== TEXTAUSZUG

# Bin ich schon drin ?



## Feuersalamander (19. Aug. 2007)

Nabend.

Wir sind Alex und Alex und nun auch Eigentümer einer Privat-Oase.. 

Nach mehreren Stunden interessanter Lektüre hier im Forum und einiger
Tips und Tricks, die ich mir hier rausgezogen habe, möchte ich das Ergebnis auch mal vorstellen.

Echt ein Super-Forum.  

Haben etwa 3 Monate nach der Arbeit und an Wochenenden gewerkelt und 
sind zu ca. 80 % fertig...

Volumen ca. 4000l, die 1. Bewohner kommen nächste Woche..














Ciao. Alex


----------



## Frank (19. Aug. 2007)

*AW: Bin ich schon drin ?*

Hi Alex und Alex,

*herzlich willkommen bei uns im Club.*

Einen schönen Teich habt ihr euch da angelegt, sieht gut aus.

====

• [AUFGABE 1]
Welches Volumen hat der Teich laut dem Forumsthread über den Teich?
• [AUFGABE 2]
Gib aus dem Forumsthread über den Teich den Abschnitt wortgetreu wieder, beginnend mit „Nach mehreren Stunden“ und weiter bis einschließlich „Echt ein Super-Forum.“.
Die nachstehenden Zeilen haben keinen Bezug zum Forumsthread über den Teich.

== MATERIAL

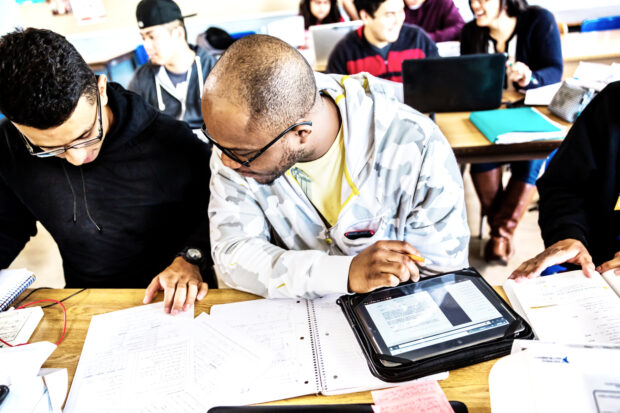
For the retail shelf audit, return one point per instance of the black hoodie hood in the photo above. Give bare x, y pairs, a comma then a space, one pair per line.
147, 189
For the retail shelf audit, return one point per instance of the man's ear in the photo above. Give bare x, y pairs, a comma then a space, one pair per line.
303, 132
102, 89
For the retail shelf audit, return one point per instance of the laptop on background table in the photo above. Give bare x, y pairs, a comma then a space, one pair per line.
326, 36
454, 84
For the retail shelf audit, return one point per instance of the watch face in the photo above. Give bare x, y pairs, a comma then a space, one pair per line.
194, 254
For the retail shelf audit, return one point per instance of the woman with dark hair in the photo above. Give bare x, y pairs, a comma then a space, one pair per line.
440, 19
530, 37
320, 12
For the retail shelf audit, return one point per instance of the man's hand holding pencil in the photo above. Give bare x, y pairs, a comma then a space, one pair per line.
384, 264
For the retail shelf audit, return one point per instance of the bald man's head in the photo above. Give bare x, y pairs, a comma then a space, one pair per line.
264, 77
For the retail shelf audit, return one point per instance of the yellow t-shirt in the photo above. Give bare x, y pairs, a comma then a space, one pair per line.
321, 180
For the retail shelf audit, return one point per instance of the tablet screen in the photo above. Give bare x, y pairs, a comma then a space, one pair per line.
433, 316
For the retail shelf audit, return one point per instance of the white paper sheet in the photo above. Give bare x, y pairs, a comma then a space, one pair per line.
16, 326
136, 359
281, 326
548, 377
569, 307
23, 361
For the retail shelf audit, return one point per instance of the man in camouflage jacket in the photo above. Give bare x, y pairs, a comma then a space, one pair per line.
401, 182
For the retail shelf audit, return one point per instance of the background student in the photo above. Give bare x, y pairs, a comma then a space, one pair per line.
440, 19
121, 188
530, 36
173, 78
324, 183
320, 12
382, 43
580, 194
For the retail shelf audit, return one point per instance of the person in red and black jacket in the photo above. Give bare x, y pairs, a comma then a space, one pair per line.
382, 43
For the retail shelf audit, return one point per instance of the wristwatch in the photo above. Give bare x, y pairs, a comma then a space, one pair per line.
192, 255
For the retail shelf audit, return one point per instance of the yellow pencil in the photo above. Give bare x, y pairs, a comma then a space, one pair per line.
419, 259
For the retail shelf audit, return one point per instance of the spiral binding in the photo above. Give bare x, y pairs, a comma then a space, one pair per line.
16, 290
317, 352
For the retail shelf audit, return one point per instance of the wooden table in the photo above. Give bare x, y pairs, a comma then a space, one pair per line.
598, 47
469, 385
471, 146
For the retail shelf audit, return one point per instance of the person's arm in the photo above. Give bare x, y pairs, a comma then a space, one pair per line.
183, 282
452, 24
469, 38
437, 223
566, 188
245, 256
546, 63
17, 225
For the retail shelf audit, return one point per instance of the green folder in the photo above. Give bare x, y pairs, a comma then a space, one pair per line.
515, 125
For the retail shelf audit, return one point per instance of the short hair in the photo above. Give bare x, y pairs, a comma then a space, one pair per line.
42, 78
369, 6
268, 77
309, 19
513, 7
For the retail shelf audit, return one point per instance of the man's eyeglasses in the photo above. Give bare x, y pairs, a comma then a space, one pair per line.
77, 144
246, 163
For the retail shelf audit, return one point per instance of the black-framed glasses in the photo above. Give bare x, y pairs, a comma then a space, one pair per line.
246, 163
77, 144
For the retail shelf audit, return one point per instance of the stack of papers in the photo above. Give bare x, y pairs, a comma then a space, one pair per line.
141, 359
516, 125
541, 377
32, 389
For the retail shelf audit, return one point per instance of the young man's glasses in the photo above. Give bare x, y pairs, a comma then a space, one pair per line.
77, 144
246, 163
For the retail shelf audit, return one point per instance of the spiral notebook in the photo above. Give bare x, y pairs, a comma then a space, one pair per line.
12, 284
316, 350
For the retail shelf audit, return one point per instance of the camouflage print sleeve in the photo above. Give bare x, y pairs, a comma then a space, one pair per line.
246, 257
437, 223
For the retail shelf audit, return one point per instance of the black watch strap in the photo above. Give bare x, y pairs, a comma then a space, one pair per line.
192, 255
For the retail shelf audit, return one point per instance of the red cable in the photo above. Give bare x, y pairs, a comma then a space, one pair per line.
64, 327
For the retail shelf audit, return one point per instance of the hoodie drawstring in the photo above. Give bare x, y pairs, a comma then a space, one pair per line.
158, 88
64, 169
72, 191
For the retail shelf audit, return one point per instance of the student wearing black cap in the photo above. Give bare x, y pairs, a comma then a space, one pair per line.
173, 78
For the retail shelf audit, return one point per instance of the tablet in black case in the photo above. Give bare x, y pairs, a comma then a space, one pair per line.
440, 323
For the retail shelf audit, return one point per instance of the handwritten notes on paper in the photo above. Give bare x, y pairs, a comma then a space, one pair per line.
420, 397
141, 359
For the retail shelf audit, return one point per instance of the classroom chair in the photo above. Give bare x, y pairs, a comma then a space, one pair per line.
601, 23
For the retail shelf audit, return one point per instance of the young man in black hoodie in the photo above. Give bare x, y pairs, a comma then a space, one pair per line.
580, 194
173, 78
122, 189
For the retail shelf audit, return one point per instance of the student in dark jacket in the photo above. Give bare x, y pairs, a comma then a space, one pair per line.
382, 43
580, 194
173, 78
317, 12
439, 18
122, 188
531, 38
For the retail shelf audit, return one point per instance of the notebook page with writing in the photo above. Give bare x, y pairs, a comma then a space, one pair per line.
342, 364
569, 307
136, 359
613, 280
282, 327
12, 284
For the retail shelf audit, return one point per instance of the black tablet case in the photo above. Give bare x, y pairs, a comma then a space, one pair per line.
408, 370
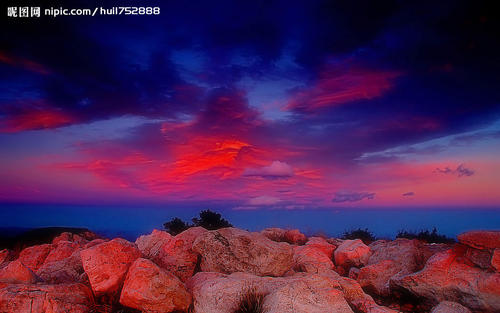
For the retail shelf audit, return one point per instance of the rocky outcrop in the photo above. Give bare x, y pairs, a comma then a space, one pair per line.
16, 273
351, 253
33, 257
230, 250
448, 276
300, 293
450, 307
106, 264
151, 245
150, 289
292, 236
64, 298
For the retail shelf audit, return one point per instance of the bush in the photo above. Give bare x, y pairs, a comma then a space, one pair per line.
207, 219
176, 226
426, 235
251, 302
364, 234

====

• [ANTWORT 1]
Ungefähr 4000 Liter.

• [ANTWORT 2]
Nach mehreren Stunden interessanter Lektüre hier im Forum und einiger
Tips und Tricks, die ich mir hier rausgezogen habe, möchte ich das Ergebnis auch mal vorstellen.

Echt ein Super-Forum.